WHAT IS EXPECTED:
Reproduce the records starting with the line containing "Report the location of every instance of the dark" and going on through the end of the records, including the requests. Shift every coordinate in the answer points by -50, leaving the requests and their format samples unchanged.

Records from a data collection
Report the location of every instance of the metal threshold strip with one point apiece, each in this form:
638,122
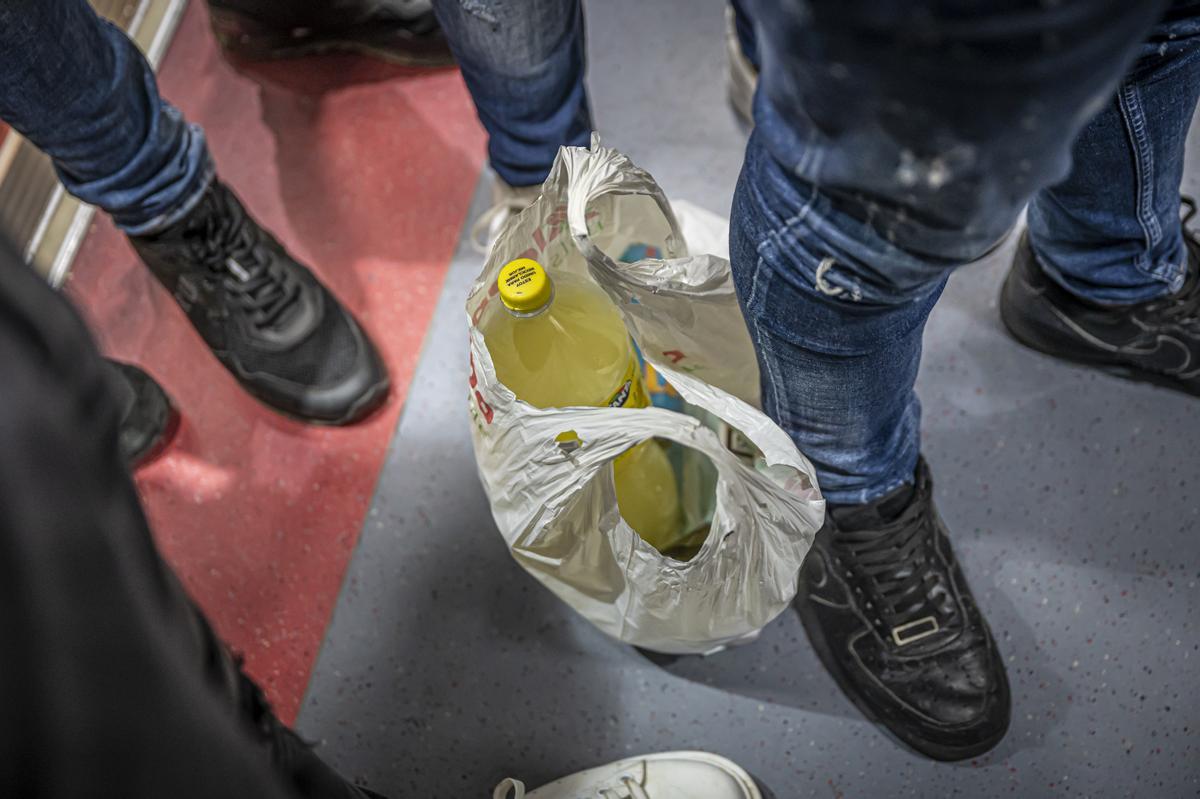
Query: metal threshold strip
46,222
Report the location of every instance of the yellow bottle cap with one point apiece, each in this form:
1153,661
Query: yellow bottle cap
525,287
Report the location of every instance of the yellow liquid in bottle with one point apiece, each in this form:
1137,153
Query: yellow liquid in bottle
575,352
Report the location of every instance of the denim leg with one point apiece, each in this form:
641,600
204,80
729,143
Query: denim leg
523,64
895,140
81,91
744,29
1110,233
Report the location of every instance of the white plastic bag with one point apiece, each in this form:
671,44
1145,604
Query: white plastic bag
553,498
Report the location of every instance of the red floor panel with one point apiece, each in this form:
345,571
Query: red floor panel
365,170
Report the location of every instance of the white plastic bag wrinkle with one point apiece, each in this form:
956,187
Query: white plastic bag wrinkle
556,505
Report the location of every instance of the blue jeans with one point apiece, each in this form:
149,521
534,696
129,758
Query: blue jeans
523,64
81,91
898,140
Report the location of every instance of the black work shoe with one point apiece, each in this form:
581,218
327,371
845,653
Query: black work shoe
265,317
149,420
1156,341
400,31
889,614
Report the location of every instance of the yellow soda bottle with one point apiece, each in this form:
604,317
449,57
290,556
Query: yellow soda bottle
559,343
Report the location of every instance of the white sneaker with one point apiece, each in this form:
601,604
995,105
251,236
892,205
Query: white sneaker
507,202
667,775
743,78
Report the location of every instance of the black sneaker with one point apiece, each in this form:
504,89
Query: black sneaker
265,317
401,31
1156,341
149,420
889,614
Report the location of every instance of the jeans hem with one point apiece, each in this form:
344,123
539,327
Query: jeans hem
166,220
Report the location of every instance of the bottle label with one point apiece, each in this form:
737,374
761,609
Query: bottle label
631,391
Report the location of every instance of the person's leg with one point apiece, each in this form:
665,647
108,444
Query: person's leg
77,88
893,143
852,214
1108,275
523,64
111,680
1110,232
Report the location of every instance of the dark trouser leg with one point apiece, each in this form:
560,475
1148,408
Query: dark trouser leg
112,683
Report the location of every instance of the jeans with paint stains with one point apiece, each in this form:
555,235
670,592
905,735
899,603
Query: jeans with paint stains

REPLY:
Report the location of every instance of the dark trouser leg with one point apiece, each in this form:
560,475
1148,408
Query: dark trouser leg
62,633
Report the location of every instance of the jeans with paint stains with one point apiece, each in this form:
555,235
670,592
905,735
899,603
Query: jeans with paint stains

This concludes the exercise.